:: Material for the task ::
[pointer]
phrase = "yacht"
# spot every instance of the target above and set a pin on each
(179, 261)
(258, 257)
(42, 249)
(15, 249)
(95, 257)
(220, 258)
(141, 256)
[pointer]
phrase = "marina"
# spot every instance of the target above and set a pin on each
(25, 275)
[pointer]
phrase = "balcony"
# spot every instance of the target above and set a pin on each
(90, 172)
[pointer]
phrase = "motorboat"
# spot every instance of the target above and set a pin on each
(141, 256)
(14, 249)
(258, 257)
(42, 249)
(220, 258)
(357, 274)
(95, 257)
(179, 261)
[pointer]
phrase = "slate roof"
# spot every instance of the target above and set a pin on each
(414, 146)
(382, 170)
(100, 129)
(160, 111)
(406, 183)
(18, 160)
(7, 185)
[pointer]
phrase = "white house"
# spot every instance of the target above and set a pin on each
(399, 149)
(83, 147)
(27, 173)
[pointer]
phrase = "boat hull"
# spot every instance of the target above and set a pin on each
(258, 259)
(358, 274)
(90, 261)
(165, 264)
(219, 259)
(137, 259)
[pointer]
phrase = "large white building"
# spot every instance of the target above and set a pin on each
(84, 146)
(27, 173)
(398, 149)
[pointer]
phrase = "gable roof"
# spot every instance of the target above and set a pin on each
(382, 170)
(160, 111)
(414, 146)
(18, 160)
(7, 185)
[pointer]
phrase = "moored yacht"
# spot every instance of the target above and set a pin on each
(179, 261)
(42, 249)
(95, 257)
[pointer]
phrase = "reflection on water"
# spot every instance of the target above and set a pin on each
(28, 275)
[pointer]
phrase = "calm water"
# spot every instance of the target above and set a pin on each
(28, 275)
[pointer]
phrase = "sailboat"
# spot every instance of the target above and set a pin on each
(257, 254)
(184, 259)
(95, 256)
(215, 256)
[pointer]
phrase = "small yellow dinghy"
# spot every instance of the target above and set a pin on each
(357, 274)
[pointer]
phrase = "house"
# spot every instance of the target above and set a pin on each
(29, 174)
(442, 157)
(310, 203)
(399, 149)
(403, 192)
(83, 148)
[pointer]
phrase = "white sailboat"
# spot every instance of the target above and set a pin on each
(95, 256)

* * *

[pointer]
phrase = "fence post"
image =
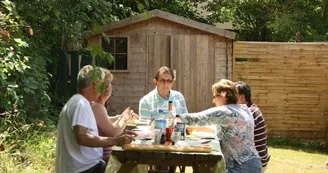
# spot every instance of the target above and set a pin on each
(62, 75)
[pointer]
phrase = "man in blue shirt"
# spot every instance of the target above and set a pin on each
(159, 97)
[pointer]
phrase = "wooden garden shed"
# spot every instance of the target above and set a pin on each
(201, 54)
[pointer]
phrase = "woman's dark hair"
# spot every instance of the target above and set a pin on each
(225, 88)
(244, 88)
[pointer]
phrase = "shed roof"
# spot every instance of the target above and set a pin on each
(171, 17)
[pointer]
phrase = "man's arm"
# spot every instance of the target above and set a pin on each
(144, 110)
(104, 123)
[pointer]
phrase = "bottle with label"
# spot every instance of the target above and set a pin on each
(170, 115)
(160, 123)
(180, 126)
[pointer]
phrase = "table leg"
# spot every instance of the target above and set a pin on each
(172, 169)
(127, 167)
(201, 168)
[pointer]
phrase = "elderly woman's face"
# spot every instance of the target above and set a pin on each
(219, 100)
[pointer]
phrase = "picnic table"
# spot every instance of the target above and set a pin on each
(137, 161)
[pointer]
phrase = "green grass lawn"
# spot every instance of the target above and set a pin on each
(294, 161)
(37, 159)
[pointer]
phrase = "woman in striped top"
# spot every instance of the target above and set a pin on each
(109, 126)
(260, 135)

:: Your instructions ::
Find every line in the records above that contains the string "sailboat" and copy each of those lines. Case counts.

:: Answer to the exercise ::
phrase = "sailboat"
phrase = "white sailboat"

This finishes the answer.